• EXERCISE PROMPT: Recast every line of the items below as a numbered list, omitting blank lines. Leave the pictures out of the answer.

(Items excerpted from a collection)

▬▬▬▬▬▬

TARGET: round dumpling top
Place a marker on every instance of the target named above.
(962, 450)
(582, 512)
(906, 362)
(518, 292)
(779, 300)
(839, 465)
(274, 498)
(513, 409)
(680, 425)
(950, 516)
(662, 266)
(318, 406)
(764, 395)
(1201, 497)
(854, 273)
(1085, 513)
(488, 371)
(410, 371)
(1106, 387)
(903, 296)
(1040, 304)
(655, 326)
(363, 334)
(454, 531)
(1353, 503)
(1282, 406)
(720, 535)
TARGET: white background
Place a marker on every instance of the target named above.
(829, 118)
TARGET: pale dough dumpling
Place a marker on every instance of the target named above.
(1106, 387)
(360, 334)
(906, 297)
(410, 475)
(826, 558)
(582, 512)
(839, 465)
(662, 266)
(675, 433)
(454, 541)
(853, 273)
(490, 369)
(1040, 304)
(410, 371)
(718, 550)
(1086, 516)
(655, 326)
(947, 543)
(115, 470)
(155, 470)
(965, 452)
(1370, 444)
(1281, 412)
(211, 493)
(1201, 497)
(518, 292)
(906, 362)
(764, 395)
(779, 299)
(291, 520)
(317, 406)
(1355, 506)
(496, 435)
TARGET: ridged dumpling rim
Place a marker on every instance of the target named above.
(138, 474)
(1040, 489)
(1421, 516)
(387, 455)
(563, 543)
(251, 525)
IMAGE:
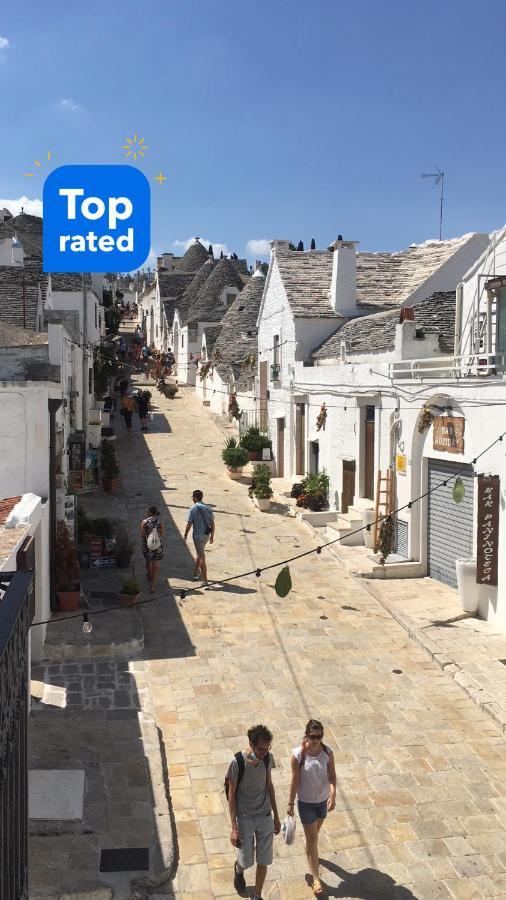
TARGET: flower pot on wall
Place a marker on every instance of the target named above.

▬▬▬▬▬▬

• RESPONSE TO THIS EXERCISE:
1. TARGET: round dumpling top
2. Place a marker on every instance of the target named above.
3. (962, 450)
4. (582, 512)
5. (906, 362)
6. (518, 292)
7. (779, 300)
8. (839, 465)
9. (274, 498)
10. (513, 409)
11. (680, 425)
12. (950, 516)
13. (662, 266)
14. (318, 406)
15. (764, 395)
16. (1201, 497)
17. (854, 273)
18. (1085, 513)
19. (488, 371)
20. (410, 371)
21. (1106, 387)
22. (903, 296)
23. (1040, 304)
24. (655, 326)
25. (363, 334)
26. (454, 531)
27. (1353, 503)
28. (1282, 406)
29. (720, 535)
30. TARGET: white background
31. Place a marker on every instance of the target named above.
32. (829, 118)
33. TARGET: pale dough dumpling
34. Place a marker on every instance of the target named above.
35. (1106, 387)
36. (360, 334)
37. (906, 297)
38. (410, 475)
39. (826, 558)
40. (582, 512)
41. (839, 465)
42. (662, 266)
43. (675, 433)
44. (454, 541)
45. (853, 273)
46. (490, 369)
47. (1040, 304)
48. (410, 371)
49. (718, 550)
50. (1086, 516)
51. (655, 326)
52. (947, 543)
53. (115, 470)
54. (155, 470)
55. (965, 452)
56. (1370, 444)
57. (1281, 412)
58. (211, 493)
59. (1201, 497)
60. (518, 292)
61. (906, 362)
62. (764, 395)
63. (779, 299)
64. (291, 520)
65. (317, 406)
66. (1355, 506)
67. (496, 435)
68. TARGET: ridged dumpling rim
69. Place a marker on every instance of the target named above.
70. (138, 474)
71. (1040, 489)
72. (1421, 516)
73. (387, 455)
74. (563, 543)
75. (251, 525)
76. IMAGE:
77. TARGET: flower pot on wall
78. Place a marker on every instance of the target named above.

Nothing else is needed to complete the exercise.